■ Your objective:
Among the lines below, count those with "positive". Give only the number.

⟨

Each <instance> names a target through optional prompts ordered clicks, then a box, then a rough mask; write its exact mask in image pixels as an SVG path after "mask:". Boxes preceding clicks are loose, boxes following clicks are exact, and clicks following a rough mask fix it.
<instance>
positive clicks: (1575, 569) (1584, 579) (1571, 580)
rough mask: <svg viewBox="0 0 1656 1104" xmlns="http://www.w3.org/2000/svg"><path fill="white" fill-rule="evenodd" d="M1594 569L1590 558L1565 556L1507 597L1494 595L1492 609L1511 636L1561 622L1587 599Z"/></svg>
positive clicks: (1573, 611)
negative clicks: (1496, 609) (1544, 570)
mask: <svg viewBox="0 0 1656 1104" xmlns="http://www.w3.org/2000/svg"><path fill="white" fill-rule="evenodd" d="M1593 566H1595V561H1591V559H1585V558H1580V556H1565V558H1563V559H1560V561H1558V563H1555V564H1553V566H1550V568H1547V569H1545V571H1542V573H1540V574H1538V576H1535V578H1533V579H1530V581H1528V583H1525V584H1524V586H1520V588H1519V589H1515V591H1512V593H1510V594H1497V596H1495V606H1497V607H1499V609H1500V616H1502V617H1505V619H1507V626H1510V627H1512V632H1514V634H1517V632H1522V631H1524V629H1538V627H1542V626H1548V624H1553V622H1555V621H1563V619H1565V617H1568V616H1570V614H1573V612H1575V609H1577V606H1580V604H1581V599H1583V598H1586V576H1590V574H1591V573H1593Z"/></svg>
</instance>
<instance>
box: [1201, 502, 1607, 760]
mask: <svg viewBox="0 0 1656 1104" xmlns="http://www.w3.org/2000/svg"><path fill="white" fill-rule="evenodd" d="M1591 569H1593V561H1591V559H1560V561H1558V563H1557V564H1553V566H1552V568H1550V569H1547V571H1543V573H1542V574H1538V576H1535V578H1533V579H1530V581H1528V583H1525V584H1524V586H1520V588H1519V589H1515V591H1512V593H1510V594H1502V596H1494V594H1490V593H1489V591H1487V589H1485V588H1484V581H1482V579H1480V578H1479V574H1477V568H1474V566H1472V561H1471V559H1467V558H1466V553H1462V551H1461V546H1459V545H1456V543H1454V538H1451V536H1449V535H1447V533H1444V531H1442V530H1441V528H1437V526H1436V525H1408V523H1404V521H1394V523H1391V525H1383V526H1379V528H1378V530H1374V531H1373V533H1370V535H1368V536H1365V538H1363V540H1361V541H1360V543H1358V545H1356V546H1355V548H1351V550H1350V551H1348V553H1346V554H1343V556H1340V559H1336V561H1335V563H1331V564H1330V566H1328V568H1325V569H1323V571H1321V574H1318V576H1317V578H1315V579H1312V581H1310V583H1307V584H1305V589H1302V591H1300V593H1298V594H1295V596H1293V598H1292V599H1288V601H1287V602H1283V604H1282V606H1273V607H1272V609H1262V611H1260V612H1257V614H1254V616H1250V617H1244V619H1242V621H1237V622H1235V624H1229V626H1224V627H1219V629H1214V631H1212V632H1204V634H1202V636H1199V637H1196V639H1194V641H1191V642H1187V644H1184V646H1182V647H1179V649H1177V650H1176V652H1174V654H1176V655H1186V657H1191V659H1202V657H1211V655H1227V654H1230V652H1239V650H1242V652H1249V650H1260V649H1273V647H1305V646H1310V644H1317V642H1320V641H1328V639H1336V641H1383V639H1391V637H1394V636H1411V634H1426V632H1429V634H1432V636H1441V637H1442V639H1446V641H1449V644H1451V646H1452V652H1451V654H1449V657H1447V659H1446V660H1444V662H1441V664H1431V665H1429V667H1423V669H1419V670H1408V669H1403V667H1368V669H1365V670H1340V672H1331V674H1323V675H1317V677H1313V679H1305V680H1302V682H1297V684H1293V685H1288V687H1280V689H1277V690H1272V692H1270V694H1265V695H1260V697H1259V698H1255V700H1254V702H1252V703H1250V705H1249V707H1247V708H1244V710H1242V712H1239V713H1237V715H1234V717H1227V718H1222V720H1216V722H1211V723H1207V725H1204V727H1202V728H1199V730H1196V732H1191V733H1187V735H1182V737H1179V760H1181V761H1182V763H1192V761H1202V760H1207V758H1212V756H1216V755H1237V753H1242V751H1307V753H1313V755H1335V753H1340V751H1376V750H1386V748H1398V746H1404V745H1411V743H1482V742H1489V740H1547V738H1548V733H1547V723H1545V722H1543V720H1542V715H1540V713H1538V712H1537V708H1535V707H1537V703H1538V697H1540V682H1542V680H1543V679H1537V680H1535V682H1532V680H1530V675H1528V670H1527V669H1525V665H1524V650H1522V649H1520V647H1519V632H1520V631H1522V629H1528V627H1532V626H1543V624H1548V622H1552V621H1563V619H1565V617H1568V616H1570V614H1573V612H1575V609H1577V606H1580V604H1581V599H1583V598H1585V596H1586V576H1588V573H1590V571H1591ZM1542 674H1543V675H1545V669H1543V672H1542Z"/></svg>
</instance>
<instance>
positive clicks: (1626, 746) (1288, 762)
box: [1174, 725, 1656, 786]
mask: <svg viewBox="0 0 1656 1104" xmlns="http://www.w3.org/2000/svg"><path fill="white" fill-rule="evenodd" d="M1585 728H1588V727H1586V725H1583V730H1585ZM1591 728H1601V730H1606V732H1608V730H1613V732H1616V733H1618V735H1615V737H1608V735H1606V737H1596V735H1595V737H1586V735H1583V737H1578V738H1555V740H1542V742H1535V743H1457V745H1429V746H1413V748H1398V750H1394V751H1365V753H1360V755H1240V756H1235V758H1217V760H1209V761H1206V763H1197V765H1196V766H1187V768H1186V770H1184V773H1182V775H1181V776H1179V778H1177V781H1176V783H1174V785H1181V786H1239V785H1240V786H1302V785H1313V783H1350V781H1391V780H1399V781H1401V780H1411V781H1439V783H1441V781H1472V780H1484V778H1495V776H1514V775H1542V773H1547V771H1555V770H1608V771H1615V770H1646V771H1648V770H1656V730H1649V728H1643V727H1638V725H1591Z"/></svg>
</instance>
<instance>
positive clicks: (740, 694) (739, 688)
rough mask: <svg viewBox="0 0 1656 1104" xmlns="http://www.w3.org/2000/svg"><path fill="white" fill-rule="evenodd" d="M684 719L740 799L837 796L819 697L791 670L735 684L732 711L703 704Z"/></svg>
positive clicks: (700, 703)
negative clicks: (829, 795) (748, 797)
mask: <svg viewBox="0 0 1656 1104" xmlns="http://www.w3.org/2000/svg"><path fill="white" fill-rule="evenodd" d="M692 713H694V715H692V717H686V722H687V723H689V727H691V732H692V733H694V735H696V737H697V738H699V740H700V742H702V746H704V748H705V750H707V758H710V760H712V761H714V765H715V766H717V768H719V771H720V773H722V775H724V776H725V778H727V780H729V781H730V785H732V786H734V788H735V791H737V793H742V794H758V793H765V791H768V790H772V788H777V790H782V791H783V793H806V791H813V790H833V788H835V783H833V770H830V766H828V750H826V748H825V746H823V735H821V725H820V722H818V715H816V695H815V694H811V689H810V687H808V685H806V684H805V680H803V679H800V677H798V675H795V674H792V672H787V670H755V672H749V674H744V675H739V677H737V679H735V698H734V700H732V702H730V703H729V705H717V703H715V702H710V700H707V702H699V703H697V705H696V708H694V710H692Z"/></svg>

⟩

■ Your response:
5